(YOUR TASK) Please copy word for word the stretch of the entries below from the line containing "to blue jeans." through the line containing "top-left (586, 30), bottom-right (611, 80)", including both of those lines.

(MATERIAL FOR THE TASK)
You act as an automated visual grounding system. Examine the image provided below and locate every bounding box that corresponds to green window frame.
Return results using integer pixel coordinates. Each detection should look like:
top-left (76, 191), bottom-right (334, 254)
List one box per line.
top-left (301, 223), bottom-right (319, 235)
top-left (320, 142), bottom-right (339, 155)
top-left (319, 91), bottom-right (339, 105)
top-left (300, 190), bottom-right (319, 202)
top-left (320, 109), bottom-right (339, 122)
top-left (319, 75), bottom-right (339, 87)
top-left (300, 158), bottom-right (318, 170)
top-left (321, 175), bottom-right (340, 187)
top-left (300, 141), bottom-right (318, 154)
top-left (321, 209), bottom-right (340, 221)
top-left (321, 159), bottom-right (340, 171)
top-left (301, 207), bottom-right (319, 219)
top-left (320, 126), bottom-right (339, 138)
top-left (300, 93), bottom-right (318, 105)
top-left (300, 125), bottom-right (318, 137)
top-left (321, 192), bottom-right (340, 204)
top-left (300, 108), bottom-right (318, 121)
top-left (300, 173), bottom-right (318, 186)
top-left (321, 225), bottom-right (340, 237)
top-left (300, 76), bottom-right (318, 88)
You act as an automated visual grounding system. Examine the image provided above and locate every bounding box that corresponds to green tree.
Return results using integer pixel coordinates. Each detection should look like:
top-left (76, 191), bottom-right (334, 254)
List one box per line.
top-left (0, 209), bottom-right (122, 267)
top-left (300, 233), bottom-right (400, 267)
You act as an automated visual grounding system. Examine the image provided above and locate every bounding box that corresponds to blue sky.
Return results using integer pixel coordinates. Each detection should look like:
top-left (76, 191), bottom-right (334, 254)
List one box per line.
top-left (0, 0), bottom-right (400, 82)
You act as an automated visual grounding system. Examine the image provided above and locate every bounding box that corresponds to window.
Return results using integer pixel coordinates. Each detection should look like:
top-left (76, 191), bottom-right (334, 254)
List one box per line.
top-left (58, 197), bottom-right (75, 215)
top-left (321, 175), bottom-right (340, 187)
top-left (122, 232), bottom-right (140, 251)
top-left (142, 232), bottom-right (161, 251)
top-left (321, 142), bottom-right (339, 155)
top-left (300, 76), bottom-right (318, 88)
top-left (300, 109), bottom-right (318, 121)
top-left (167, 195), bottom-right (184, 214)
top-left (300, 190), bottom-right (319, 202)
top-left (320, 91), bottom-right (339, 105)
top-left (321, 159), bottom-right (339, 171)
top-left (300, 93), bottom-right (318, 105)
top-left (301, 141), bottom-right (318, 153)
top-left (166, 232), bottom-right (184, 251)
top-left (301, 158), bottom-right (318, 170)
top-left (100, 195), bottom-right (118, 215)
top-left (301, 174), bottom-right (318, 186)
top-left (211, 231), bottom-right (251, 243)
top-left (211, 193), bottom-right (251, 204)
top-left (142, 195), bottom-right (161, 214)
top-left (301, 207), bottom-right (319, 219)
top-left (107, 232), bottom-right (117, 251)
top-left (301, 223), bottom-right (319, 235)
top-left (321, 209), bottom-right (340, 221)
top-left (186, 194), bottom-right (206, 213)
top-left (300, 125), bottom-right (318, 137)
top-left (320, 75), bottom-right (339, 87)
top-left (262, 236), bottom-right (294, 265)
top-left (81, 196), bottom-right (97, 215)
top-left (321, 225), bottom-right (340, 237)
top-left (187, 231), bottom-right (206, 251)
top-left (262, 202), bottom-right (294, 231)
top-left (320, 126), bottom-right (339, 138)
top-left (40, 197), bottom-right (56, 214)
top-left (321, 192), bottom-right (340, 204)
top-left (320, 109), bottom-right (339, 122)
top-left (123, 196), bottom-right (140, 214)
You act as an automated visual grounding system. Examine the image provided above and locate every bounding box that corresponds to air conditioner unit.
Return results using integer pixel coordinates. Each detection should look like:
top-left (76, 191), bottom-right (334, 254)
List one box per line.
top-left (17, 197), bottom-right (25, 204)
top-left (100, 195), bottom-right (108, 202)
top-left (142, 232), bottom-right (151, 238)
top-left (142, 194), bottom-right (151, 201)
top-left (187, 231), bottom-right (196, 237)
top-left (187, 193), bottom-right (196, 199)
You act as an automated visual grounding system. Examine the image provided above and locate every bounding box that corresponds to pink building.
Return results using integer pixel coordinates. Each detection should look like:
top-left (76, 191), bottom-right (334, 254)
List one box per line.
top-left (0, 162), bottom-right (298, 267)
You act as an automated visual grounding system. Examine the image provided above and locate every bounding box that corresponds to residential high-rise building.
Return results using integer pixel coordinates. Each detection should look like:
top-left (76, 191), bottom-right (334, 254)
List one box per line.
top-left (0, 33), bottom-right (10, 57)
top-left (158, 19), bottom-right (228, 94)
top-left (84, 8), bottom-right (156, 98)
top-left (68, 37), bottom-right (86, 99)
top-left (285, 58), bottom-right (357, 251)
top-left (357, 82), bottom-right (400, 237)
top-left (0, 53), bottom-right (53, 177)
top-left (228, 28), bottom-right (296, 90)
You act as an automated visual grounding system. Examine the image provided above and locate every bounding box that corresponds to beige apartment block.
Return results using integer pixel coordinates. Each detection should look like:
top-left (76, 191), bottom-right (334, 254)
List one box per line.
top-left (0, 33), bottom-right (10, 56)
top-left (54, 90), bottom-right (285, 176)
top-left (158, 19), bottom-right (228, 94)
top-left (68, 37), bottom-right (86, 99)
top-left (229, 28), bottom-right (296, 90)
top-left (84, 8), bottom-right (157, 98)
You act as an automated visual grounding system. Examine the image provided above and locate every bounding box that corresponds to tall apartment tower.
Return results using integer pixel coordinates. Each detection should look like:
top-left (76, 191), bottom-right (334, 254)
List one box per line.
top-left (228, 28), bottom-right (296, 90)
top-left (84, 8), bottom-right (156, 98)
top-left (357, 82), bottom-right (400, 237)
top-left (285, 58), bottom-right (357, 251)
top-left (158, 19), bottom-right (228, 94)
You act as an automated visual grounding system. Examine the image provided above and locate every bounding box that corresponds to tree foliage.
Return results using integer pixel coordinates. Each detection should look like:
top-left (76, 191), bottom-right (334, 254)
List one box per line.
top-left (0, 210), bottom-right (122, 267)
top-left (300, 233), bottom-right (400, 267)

---

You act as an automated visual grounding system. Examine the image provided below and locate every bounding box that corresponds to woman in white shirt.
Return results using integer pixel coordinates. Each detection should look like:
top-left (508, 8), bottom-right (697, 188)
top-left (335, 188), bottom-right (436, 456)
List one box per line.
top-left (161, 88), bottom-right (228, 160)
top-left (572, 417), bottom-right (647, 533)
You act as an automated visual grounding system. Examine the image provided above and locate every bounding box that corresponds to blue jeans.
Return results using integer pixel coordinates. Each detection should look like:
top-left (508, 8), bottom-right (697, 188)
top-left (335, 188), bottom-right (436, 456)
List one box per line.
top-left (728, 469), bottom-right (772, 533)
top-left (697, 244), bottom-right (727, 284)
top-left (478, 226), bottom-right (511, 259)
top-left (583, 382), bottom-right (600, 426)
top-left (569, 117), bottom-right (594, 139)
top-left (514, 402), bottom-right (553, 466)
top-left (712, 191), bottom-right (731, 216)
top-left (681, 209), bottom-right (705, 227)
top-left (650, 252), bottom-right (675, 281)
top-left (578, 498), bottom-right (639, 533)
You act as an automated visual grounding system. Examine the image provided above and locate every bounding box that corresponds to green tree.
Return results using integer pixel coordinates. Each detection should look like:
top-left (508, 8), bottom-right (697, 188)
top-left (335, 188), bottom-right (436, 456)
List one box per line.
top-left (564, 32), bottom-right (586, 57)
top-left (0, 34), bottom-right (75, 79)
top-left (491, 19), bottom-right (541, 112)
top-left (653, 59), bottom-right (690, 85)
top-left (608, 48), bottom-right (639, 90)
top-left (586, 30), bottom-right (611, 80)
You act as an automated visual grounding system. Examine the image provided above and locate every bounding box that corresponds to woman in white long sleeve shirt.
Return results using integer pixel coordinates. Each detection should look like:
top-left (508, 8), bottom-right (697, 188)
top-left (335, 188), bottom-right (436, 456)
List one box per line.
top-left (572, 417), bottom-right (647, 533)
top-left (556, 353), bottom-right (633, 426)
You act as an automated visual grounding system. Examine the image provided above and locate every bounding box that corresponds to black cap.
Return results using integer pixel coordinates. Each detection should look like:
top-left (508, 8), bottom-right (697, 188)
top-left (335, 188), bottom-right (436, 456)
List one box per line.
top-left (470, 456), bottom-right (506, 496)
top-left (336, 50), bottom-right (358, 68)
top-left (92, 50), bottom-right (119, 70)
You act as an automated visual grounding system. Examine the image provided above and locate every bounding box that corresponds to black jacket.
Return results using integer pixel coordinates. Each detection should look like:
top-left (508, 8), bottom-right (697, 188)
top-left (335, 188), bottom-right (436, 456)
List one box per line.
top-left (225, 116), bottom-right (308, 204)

(PROBLEM SOLUTION)
You act as an automated visual grounding system. Examine the image provided above and locate every bounding box that corresponds to blue jeans.
Return results using integer pixel coordinates. Each detection should look like:
top-left (508, 8), bottom-right (697, 188)
top-left (335, 188), bottom-right (436, 456)
List one box per line.
top-left (728, 469), bottom-right (772, 533)
top-left (697, 244), bottom-right (727, 284)
top-left (478, 226), bottom-right (511, 259)
top-left (583, 382), bottom-right (600, 426)
top-left (569, 117), bottom-right (594, 139)
top-left (514, 402), bottom-right (553, 466)
top-left (712, 191), bottom-right (731, 216)
top-left (681, 209), bottom-right (705, 227)
top-left (650, 252), bottom-right (675, 281)
top-left (578, 498), bottom-right (639, 533)
You act as an automated visual grounding system. Examine the image provided above and locate every bounding box that corresponds to green tree.
Return results using integer pixel coordinates. Each detection should look like:
top-left (508, 8), bottom-right (697, 188)
top-left (335, 188), bottom-right (436, 456)
List one box per line.
top-left (564, 32), bottom-right (586, 57)
top-left (0, 34), bottom-right (75, 79)
top-left (491, 19), bottom-right (541, 112)
top-left (653, 59), bottom-right (690, 85)
top-left (608, 48), bottom-right (639, 90)
top-left (586, 30), bottom-right (611, 80)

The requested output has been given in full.